Written task: Please rewrite the listing lines from the one containing "# locate man's" through the end of the listing, inclusive, swapping "light gray" for "pale gray" and changing nothing else. Return only those lines.

--------------------------------------------------

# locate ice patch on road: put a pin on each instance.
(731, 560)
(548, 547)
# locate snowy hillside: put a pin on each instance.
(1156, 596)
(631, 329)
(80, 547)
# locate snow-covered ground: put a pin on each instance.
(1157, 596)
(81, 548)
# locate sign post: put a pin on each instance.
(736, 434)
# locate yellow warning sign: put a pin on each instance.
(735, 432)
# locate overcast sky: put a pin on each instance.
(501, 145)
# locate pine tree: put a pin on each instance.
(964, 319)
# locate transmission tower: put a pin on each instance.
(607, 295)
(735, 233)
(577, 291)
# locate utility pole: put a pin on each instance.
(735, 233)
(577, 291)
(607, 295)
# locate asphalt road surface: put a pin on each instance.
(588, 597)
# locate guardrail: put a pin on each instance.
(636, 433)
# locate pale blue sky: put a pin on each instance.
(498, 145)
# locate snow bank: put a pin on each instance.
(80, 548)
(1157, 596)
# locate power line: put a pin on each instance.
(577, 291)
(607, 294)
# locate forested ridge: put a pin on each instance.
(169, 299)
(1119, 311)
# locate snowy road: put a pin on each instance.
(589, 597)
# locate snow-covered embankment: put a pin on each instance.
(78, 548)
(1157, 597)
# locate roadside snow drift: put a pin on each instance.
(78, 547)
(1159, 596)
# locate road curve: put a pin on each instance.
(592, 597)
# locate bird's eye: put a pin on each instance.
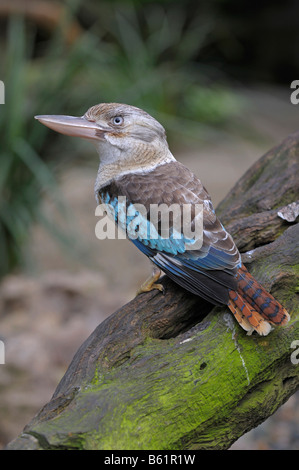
(118, 120)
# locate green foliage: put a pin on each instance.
(141, 53)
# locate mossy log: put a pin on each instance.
(172, 372)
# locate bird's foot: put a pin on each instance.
(150, 283)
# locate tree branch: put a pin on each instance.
(172, 372)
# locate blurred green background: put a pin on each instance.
(186, 62)
(215, 73)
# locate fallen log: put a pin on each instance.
(172, 371)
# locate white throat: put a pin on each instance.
(116, 162)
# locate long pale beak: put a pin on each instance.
(73, 126)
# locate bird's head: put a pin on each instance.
(119, 131)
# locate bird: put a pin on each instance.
(137, 164)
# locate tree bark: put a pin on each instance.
(173, 372)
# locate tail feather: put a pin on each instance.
(252, 304)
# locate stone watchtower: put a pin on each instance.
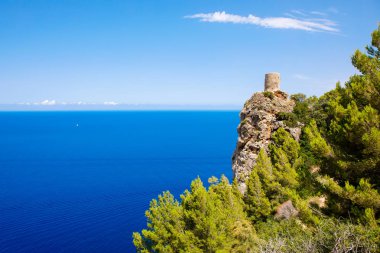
(272, 81)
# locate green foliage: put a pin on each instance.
(206, 220)
(331, 176)
(257, 203)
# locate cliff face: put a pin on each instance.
(258, 120)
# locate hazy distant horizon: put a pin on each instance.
(118, 107)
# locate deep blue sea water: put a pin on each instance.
(81, 181)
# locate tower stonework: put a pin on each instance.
(272, 82)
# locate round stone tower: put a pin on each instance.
(272, 81)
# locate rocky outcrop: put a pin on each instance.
(259, 119)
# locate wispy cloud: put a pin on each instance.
(46, 102)
(301, 77)
(319, 13)
(316, 25)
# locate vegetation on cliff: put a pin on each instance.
(320, 194)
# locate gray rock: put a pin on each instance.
(258, 122)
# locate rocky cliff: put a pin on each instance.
(259, 119)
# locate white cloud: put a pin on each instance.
(110, 103)
(47, 102)
(301, 77)
(319, 13)
(270, 22)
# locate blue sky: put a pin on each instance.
(175, 52)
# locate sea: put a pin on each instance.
(81, 181)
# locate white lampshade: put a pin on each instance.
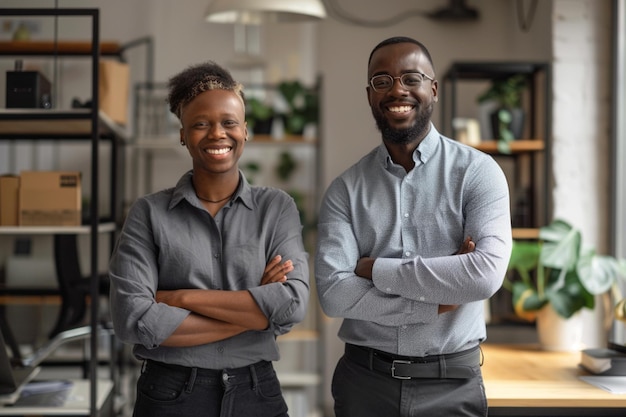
(255, 12)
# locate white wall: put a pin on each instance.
(581, 133)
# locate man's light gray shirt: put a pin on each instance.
(170, 241)
(413, 223)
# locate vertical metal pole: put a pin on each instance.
(94, 211)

--------------------------------------------------

Task solution:
# locate man's pale gray shirt: put a pin on each instance.
(170, 241)
(413, 223)
# locate vertical metal pole: put a pin on each instance.
(94, 211)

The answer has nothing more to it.